[Page]:
------------
The Mir Centre for Peace at Selkirk College invites you to join an education-seminar trip to Honduras
Connecting the Dots from the Global to the Local: Understanding the Environmental, Human Rights, Poverty and Impunity Crisis in Honduras.
The Mir Centre for Peace at Selkirk College has teamed up with Rights Action, a Canadian & American non-governmental organization (NGO) whose work, in part, is to raise awareness about and support for people in countries of the global south whose communities and environmental well-being are often desecrated by so-called “First World” economic development projects. Read Cara-Lee Malange's photo journal account of her 12 days in Honduras during the 2016 Honduras Educational Tour.
Honouring the Life, Work & Struggles of Berta Cacerés
On March 3, 2016, the world awoke to the assassination in Honduras of world renowned indigenous, environmental and human rights activist, Berta Cacerés, winner of the 2015 Goldman Environmental prize. Due to her high profile, Cacerés’ death has since shone more light internationally on the injustices in Honduras, ...yet the exploitation, repression and impunity continue. Moreover, Canada and the US, in particular, continue to foster political and economic relationships with the violent and corrupt Honduran regime.
To honour her work and that of so many others, come and be in solidarity with and learn about their struggles, work and vision for a better Honduras. Come learn about the vision of Berta and her family, of her organization, the Civic Council of Popular and Indigenous Organizations of Honduras(COPINH), and of community groups from across the country working to demand justice and promote community controlled development that supports their collective well-being, the environment and their fundamental rights.
Led by Grahame Russell of Rights Action, this educational seminar will be a seven-day road trip, visiting Honduran women and men in their home communities, learning of their courageous community and environmental defense struggles and confronting global companies and investors in the sectors of tourism, African palm, maquiladora sweatshops, mining, hydro dams, etc. Delegates will have the opportunity to speak with Honduran and North America experts about the historical and local-to-global underlying causes of the desperate situation in Honduras.
------------
[Tasks to complete]:
1. On the Honduras trip page, name the sectors of global companies and investors that the seminar will confront.
2. Echo the Honduras trip page word for word, starting at "The Mir Centre for Peace at Selkirk College has" and ending at "Honduras Educational Tour.".
3. Proceed with the Honduras trip page from the point where it stops.
The listing after this is separate material, unrelated to the Honduras trip page.

[Given data]:
------------
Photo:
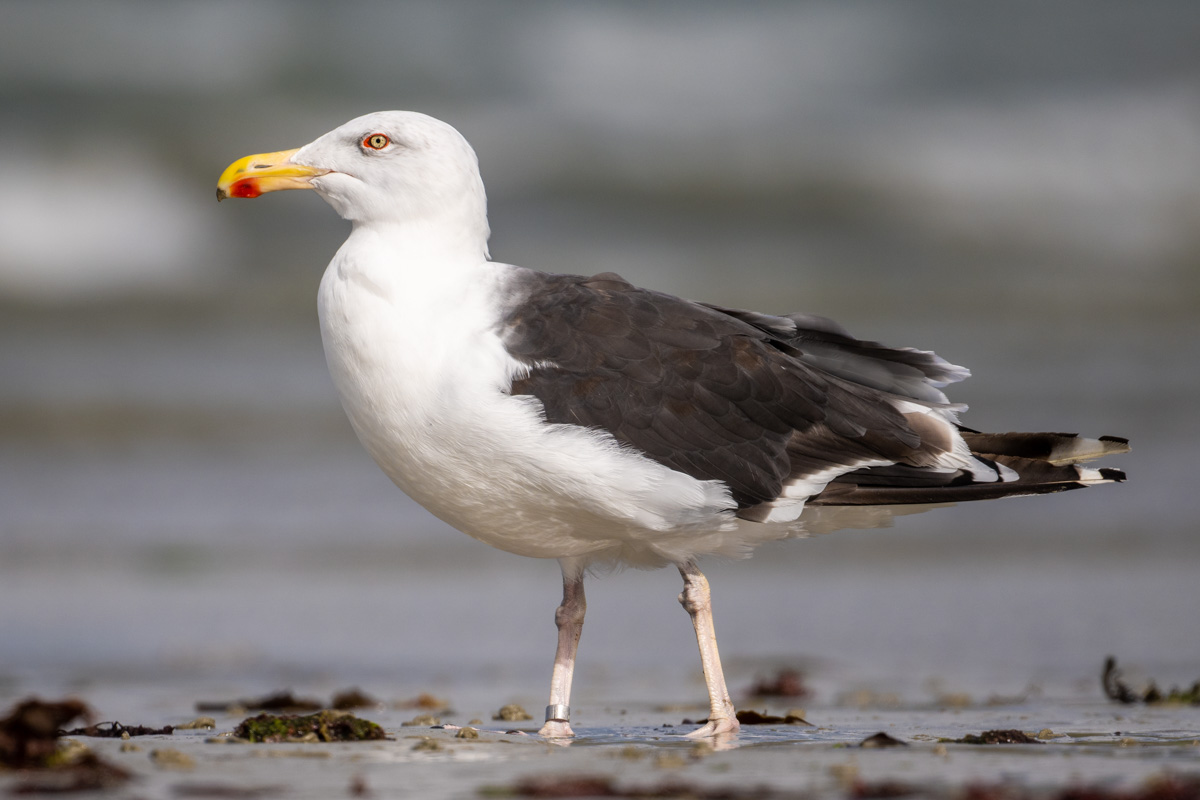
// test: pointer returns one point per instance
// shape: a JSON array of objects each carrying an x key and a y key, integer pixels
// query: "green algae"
------------
[Responses for each task]:
1. Tourism, African palm, maquiladora sweatshops, mining, hydro dams

2.
The Mir Centre for Peace at Selkirk College has teamed up with Rights Action, a Canadian & American non-governmental organization (NGO) whose work, in part, is to raise awareness about and support for people in countries of the global south whose communities and environmental well-being are often desecrated by so-called “First World” economic development projects. Read Cara-Lee Malange's photo journal account of her 12 days in Honduras during the 2016 Honduras Educational Tour.

3.
Correspondingly, delegates will also have the opportunity to learn what can be done in the U.S. and Canada to hold governments, companies and investors accountable for policies and actions that contribute to the very environmental, human rights, poverty and impunity crisis in Honduras that so many are suffering and fleeing from.
May 28 - June 4, 2017
(commitment to tour must be confirmed by March 6, 2017)
$1200 CDN ($900 USD)
Eight nights of lodging
Seven days of in-country travel
Three meals/day (most days)
Professional guide, translation, and honorariums for local groups that are part of the tour.
Participants are responsible for their own travel to and from Honduras.
Grahame Russell's Bio
Grahame Russell is a non-practicing Canadian lawyer, author, adjunct professor at the University of Northern British Columbia and, since 1995, director of Rights Action. Since the 1980s, Grahame has worked on Central American environmental, development, human rights and justice issues. Rights Action funds and supports community-controlled development, environmental justice and human rights projects in Guatemala and Honduras, as well as in southern Mexico and El Salvador; and carries out education and activism work in the USA and Canada related to global human rights, enviro- and development issues.
Learn more & Register
Contact Cara-Lee Malange or Grahame Russell of Rights Action at firstname.lastname@example.org or by phone at 416.807.4436. Learn more about Rights Action and past delegations to Honduras and Guatemala.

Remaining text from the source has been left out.